[EXCERPTED DATA]
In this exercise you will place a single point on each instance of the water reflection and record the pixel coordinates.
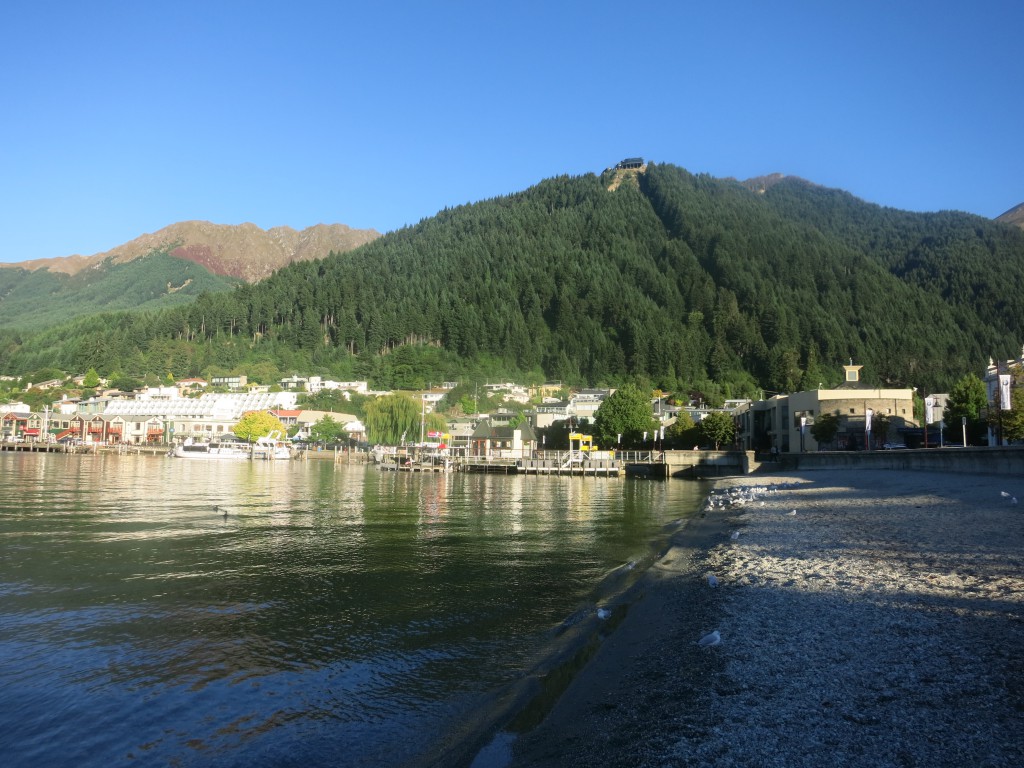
(383, 601)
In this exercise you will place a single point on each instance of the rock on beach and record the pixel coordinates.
(882, 625)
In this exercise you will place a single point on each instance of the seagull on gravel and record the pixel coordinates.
(712, 638)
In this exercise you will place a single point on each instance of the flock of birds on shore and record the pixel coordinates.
(736, 498)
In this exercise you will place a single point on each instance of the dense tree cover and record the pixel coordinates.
(681, 282)
(717, 428)
(624, 419)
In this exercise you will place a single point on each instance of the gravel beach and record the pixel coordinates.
(867, 617)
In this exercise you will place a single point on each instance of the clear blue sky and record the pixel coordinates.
(120, 118)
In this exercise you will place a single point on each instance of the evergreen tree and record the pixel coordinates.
(717, 428)
(968, 400)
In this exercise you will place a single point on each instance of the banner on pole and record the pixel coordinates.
(1005, 391)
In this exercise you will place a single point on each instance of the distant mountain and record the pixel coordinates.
(1014, 216)
(683, 282)
(168, 267)
(243, 251)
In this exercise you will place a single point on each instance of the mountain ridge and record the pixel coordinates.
(242, 251)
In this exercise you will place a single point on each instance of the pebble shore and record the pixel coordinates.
(867, 617)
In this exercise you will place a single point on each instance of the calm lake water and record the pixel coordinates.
(335, 615)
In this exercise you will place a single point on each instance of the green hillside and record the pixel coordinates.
(680, 281)
(39, 298)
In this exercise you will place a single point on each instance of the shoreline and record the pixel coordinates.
(880, 625)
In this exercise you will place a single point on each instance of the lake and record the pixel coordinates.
(168, 611)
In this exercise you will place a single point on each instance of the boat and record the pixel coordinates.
(270, 448)
(213, 450)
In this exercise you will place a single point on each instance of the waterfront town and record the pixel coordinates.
(165, 416)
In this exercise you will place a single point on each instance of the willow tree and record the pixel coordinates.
(257, 424)
(627, 412)
(393, 419)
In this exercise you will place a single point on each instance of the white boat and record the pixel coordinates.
(270, 448)
(214, 450)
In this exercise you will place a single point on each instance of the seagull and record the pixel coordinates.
(713, 638)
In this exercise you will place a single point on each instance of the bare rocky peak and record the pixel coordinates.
(243, 251)
(1014, 216)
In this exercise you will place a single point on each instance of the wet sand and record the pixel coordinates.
(867, 617)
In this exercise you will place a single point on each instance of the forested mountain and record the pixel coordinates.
(681, 281)
(170, 266)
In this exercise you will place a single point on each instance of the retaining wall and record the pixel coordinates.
(995, 461)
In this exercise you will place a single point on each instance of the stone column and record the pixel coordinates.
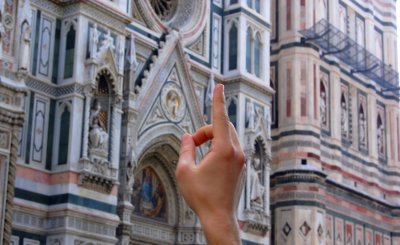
(11, 121)
(85, 141)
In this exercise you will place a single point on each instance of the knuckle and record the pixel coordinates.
(240, 157)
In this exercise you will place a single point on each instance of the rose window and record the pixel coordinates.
(164, 8)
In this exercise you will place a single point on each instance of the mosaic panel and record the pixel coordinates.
(45, 46)
(39, 130)
(148, 196)
(339, 236)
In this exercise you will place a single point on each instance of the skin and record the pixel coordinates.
(211, 188)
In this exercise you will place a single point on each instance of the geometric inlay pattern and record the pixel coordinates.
(286, 229)
(305, 229)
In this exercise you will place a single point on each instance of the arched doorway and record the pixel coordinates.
(157, 204)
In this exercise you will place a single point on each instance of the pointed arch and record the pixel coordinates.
(249, 49)
(257, 54)
(69, 56)
(233, 47)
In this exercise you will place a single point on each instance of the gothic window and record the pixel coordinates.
(324, 102)
(233, 43)
(344, 116)
(103, 95)
(257, 55)
(64, 137)
(343, 18)
(249, 44)
(256, 183)
(360, 31)
(320, 10)
(303, 90)
(362, 123)
(69, 53)
(274, 101)
(232, 112)
(378, 43)
(289, 89)
(380, 132)
(100, 116)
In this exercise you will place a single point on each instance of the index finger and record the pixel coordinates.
(220, 116)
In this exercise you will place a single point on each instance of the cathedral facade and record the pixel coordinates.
(95, 94)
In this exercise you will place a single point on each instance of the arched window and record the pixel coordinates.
(380, 129)
(249, 44)
(64, 137)
(250, 3)
(232, 112)
(257, 55)
(257, 6)
(273, 101)
(344, 116)
(323, 104)
(362, 126)
(233, 42)
(69, 53)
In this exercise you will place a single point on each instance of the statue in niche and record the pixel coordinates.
(256, 186)
(380, 136)
(129, 174)
(268, 123)
(344, 118)
(94, 42)
(148, 195)
(24, 12)
(322, 108)
(363, 128)
(131, 54)
(98, 136)
(121, 53)
(25, 47)
(250, 114)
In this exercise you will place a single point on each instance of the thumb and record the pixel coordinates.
(187, 155)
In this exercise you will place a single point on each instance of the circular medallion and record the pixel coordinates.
(8, 21)
(164, 9)
(172, 102)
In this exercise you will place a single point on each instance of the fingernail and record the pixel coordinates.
(184, 138)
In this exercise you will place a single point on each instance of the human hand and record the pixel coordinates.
(211, 188)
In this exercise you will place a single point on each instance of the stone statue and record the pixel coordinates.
(256, 187)
(25, 47)
(121, 53)
(129, 174)
(268, 122)
(250, 114)
(344, 119)
(322, 108)
(380, 138)
(131, 54)
(24, 12)
(94, 42)
(98, 136)
(363, 130)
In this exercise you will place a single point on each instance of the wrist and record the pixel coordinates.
(220, 228)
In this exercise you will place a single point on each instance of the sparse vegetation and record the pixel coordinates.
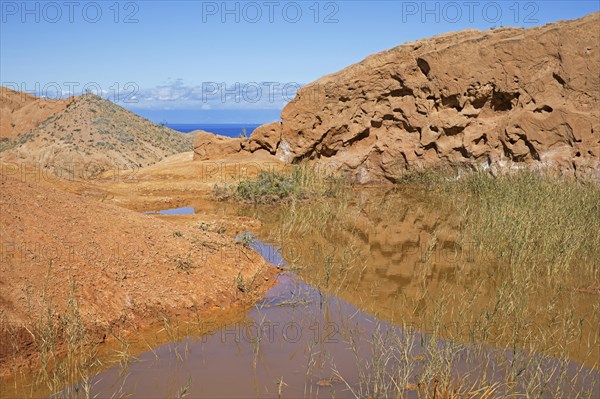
(300, 182)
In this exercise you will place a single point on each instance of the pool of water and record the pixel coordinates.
(300, 341)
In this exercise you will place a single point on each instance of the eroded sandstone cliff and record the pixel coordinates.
(501, 99)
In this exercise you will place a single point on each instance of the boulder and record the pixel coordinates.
(504, 98)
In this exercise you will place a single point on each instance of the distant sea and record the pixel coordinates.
(229, 130)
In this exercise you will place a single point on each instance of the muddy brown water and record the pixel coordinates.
(349, 298)
(302, 342)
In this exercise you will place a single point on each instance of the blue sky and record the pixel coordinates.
(215, 61)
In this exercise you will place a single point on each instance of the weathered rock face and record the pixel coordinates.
(501, 99)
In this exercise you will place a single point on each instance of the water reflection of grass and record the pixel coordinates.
(521, 277)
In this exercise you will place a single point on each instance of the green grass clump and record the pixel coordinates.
(538, 223)
(299, 182)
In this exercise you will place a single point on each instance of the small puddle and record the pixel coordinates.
(301, 342)
(186, 210)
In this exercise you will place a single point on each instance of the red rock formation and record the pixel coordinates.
(502, 99)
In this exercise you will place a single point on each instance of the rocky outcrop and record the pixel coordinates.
(20, 112)
(501, 99)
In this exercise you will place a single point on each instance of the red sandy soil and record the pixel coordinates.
(21, 112)
(126, 267)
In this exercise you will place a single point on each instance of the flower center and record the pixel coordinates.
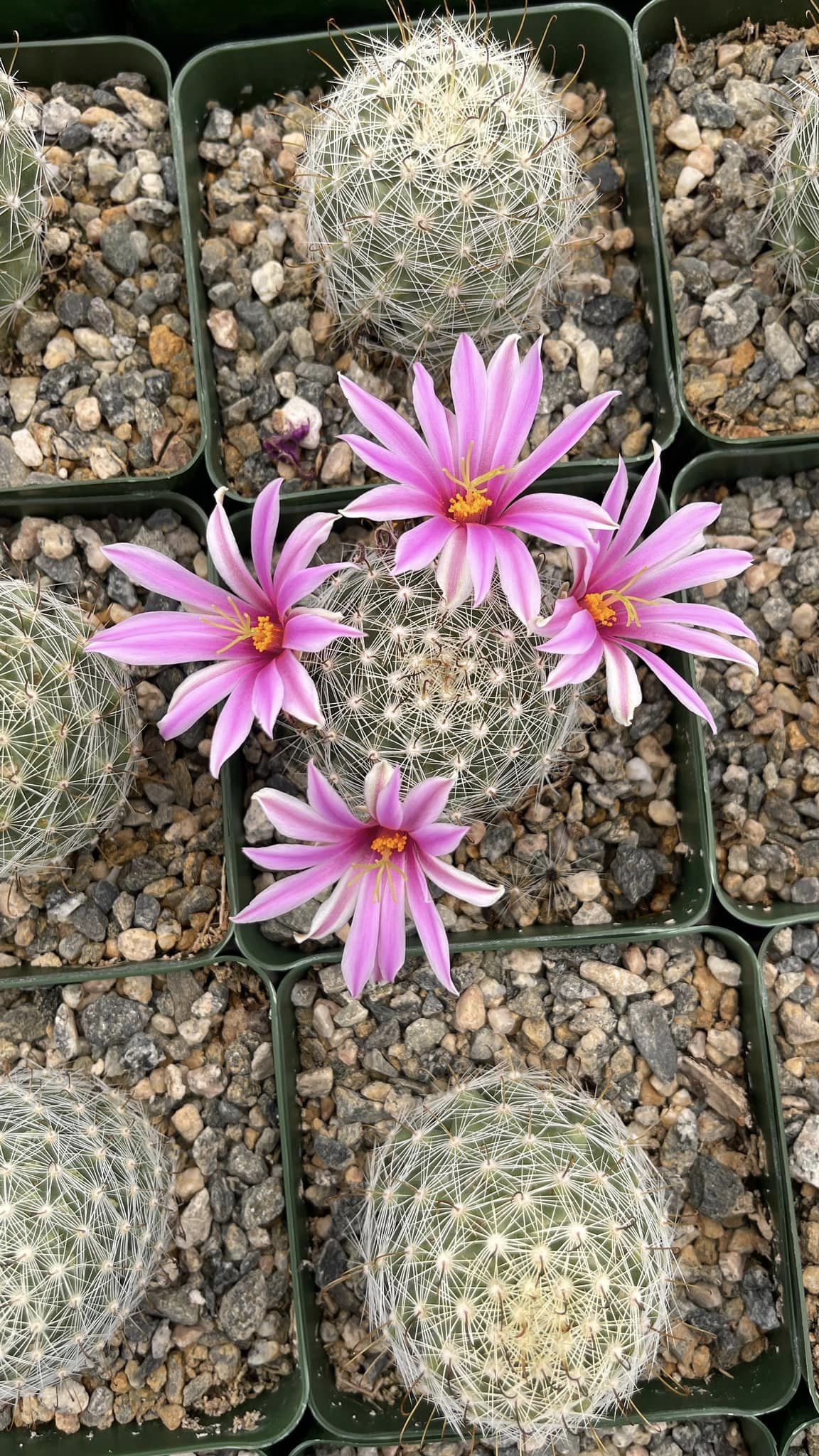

[TASK STATEMENT]
Arrange every line of the data above as a Markdown table with the columns "Row" and "Line," numbering each row and skipping blank lines. Leave the pictures out.

[TASK RESPONSE]
| Row | Line |
|---|---|
| 1 | In this exercise you will place a single point on each instance of the water reflection and record the pixel coordinates. |
| 2 | (383, 601) |
| 3 | In this exercise you will place a single point on each instance of the rock on beach and record the pixel coordinates. |
| 4 | (882, 625) |
| 5 | In this exercise you will place a single point on each instance of the seagull on gravel and record the pixel coordinates. |
| 6 | (712, 638) |
| 7 | In this exercise you will place a single point on each instance of the flock of birds on shore and record the pixel coordinates. |
| 8 | (736, 498) |
| 9 | In this exercise you will place a single point on each instance of the dense tree cover and record the pixel coordinates. |
| 10 | (681, 282) |
| 11 | (717, 428) |
| 12 | (624, 419) |
| 13 | In this exercise you will place a single point on each instance of the gravel beach and record the pixel coordinates. |
| 14 | (867, 617) |
| 15 | In this exercise you will place a single point on each instance of the clear blue sky and record the pixel coordinates. |
| 16 | (120, 118) |
| 17 | In this exercise you will place a single point on each instance of the evergreen tree and record the pixel coordinates. |
| 18 | (717, 428) |
| 19 | (968, 400) |
| 20 | In this exercise you will place a single point on each instance of the banner on pole and record the pixel coordinates. |
| 21 | (1005, 391) |
| 22 | In this exercise you will place a single point on each instance of the distant mountain and record the pixel coordinates. |
| 23 | (1014, 216) |
| 24 | (683, 282) |
| 25 | (168, 267) |
| 26 | (243, 251) |
| 27 | In this exercise you will place a single point on each instance of the mountain ridge and record the pixel coordinates. |
| 28 | (242, 251) |
| 29 | In this exercise you will place a single point on each instance of the pebble shore and record the pixel coordinates. |
| 30 | (867, 617) |
| 31 | In this exercise you will place a single point on each instance of the calm lake water and record the pixel coordinates. |
| 32 | (335, 615) |
| 33 | In this exercise you will place a single point on each instance of the green hillside and record the pixel coordinates. |
| 34 | (680, 281) |
| 35 | (39, 298) |
| 36 | In this exercise you will place a single point on each instance of the shoreline and record the pixel coordinates. |
| 37 | (880, 625) |
| 38 | In this exercise you will place a single point on each instance of the lake and record the pixel coordinates. |
| 39 | (168, 611) |
| 40 | In this exercise you will place a single point on each instance of the boat and record the pixel coordinates. |
| 41 | (270, 448) |
| 42 | (213, 450) |
| 43 | In this exercise you will place a single point on each instance of the waterfront town and record the pixel coordinates. |
| 44 | (165, 416) |
| 45 | In this exercise you will place a single point on each instance of the willow tree and record the pixel coordinates. |
| 46 | (257, 424) |
| 47 | (627, 412) |
| 48 | (393, 419) |
| 49 | In this exercise you will place a single point on each instance of the white boat and record the pixel coordinates. |
| 50 | (270, 448) |
| 51 | (214, 450) |
| 52 | In this exercise you will place a single point on each instance of the seagull and record the pixel coordinates. |
| 53 | (713, 638) |
| 54 | In this exercise you will place a single point on each instance of the bare rocky peak and record the pixel coordinates. |
| 55 | (243, 251) |
| 56 | (1014, 216) |
| 57 | In this exercise you will place a single point on each instance of the wet sand and record the pixel coordinates. |
| 58 | (867, 617) |
| 59 | In this exercise you will place a single point on each instance of the forested mountain and record the pixel coordinates. |
| 60 | (681, 281) |
| 61 | (170, 266) |
| 62 | In this exercise you will place a single point on each instance of the retaining wall and record the pixel coordinates. |
| 63 | (995, 461) |
| 64 | In this exercise you will place a single point on each instance of the stone column and record the pixel coordinates. |
| 65 | (11, 121) |
| 66 | (85, 141) |
| 67 | In this exercise you will place a single point on each instance of the knuckle and record the pixel coordinates. |
| 68 | (240, 157) |
| 69 | In this exercise you will place a single point on each instance of the rose window and record the pixel coordinates. |
| 70 | (164, 8) |
| 71 | In this exercise you will place a single point on each instance of the mosaic panel and record the pixel coordinates. |
| 72 | (45, 46) |
| 73 | (39, 130) |
| 74 | (148, 196) |
| 75 | (339, 236) |
| 76 | In this exercise you will place a single point on each instance of the skin and record the pixel coordinates. |
| 77 | (211, 188) |
| 78 | In this exercise you will place a single point on each instance of the geometric inlay pattern and record the pixel coordinates. |
| 79 | (286, 229) |
| 80 | (305, 229) |
| 81 | In this exercise you will place a single point on each instance of the arched doorway and record the pixel coordinates. |
| 82 | (157, 204) |
| 83 | In this exercise you will place a single point on each instance of the pointed arch and record the pixel coordinates. |
| 84 | (249, 49) |
| 85 | (257, 54) |
| 86 | (69, 56) |
| 87 | (233, 47) |
| 88 | In this exercise you will place a single point on each instance of the gothic window and record the pixel coordinates. |
| 89 | (324, 102) |
| 90 | (233, 43) |
| 91 | (344, 116) |
| 92 | (103, 95) |
| 93 | (257, 55) |
| 94 | (64, 137) |
| 95 | (343, 18) |
| 96 | (249, 44) |
| 97 | (256, 183) |
| 98 | (360, 31) |
| 99 | (320, 10) |
| 100 | (303, 90) |
| 101 | (362, 123) |
| 102 | (69, 53) |
| 103 | (274, 101) |
| 104 | (232, 112) |
| 105 | (378, 43) |
| 106 | (289, 89) |
| 107 | (380, 132) |
| 108 | (100, 116) |
| 109 | In this exercise you will place a single point on each instance of the index finger and record the pixel coordinates. |
| 110 | (220, 116) |
| 111 | In this exercise you will place a single point on each instance of the cathedral facade and record the pixel coordinates. |
| 112 | (95, 94) |
| 113 | In this exercise you will place a single point on each instance of the arched window and record the pixel coordinates. |
| 114 | (380, 129) |
| 115 | (249, 44) |
| 116 | (64, 137) |
| 117 | (250, 3) |
| 118 | (232, 112) |
| 119 | (257, 55) |
| 120 | (257, 6) |
| 121 | (273, 101) |
| 122 | (344, 116) |
| 123 | (323, 104) |
| 124 | (362, 126) |
| 125 | (233, 42) |
| 126 | (69, 53) |
| 127 | In this exercise you will place a single point on each instance of the statue in niche and record the pixel coordinates. |
| 128 | (256, 186) |
| 129 | (380, 136) |
| 130 | (129, 174) |
| 131 | (268, 123) |
| 132 | (344, 118) |
| 133 | (94, 42) |
| 134 | (148, 195) |
| 135 | (24, 12) |
| 136 | (322, 108) |
| 137 | (363, 128) |
| 138 | (131, 54) |
| 139 | (98, 136) |
| 140 | (121, 53) |
| 141 | (25, 47) |
| 142 | (250, 114) |
| 143 | In this exercise you will place a single point on each instance of the thumb and record the pixel coordinates. |
| 144 | (187, 155) |
| 145 | In this exercise you will place a single point on each instance of the circular medallion and record the pixel coordinates. |
| 146 | (8, 21) |
| 147 | (164, 9) |
| 148 | (172, 102) |
| 149 | In this exercise you will place a single point on each instance of the fingernail and record the pixel coordinates. |
| 150 | (184, 138) |
| 151 | In this exercise you will place a single point on each instance of the human hand and record the pixel coordinates. |
| 152 | (211, 188) |
| 153 | In this exercise you will place a single point on each instance of the stone statue and record the pixel coordinates. |
| 154 | (256, 187) |
| 155 | (25, 47) |
| 156 | (121, 53) |
| 157 | (129, 174) |
| 158 | (268, 122) |
| 159 | (250, 114) |
| 160 | (344, 119) |
| 161 | (322, 108) |
| 162 | (380, 138) |
| 163 | (131, 54) |
| 164 | (24, 12) |
| 165 | (94, 42) |
| 166 | (98, 136) |
| 167 | (363, 130) |
| 168 | In this exercise you will place a single point on each instance of the wrist and record the pixel coordinates. |
| 169 | (220, 228) |
| 170 | In this exercise you will place a single point on each instance of the sparse vegetation and record the pixel coordinates. |
| 171 | (300, 182) |
| 172 | In this exercise you will place a single point on each instance of the pool of water and record the pixel coordinates. |
| 173 | (300, 341) |
| 174 | In this exercise you will place a single point on each instance of the eroded sandstone cliff and record the pixel coordinates. |
| 175 | (501, 99) |
| 176 | In this exercise you will place a single point on each instance of the boulder and record the pixel coordinates. |
| 177 | (504, 98) |
| 178 | In this exercise you will place a single point on each instance of the distant sea and record the pixel coordinates. |
| 179 | (229, 130) |
| 180 | In this exercise you will place a single point on each instance of the muddy brown water and record the pixel coordinates. |
| 181 | (349, 298) |
| 182 | (302, 342) |
| 183 | In this exercise you will place a single point on each instance of the blue sky and record the pixel coordinates. |
| 184 | (215, 61) |
| 185 | In this exercise you will place a single point on each instance of the weathered rock face and record the pixel coordinates. |
| 186 | (501, 99) |
| 187 | In this exercise you will place a single point on each instance of the water reflection of grass and record the pixel coordinates. |
| 188 | (521, 277) |
| 189 | In this exercise you will place a single point on each instance of the green grass clump and record the pixel coordinates. |
| 190 | (538, 223) |
| 191 | (299, 182) |
| 192 | In this exercise you will place a single point on each instance of the small puddle and record the pixel coordinates. |
| 193 | (301, 342) |
| 194 | (186, 210) |
| 195 | In this exercise you will place a single point on each instance of the red rock formation and record the pixel coordinates. |
| 196 | (502, 99) |
| 197 | In this exercise you will place a single point on each instance of the rocky outcrop and record the pixel coordinates. |
| 198 | (20, 112) |
| 199 | (501, 99) |
| 200 | In this exercise you will place a single point on each instance of the red sandy soil and record the pixel coordinates. |
| 201 | (21, 112) |
| 202 | (126, 267) |
| 203 | In this exercise you will place a single point on each instance of the flower center and record the pixel coordinates. |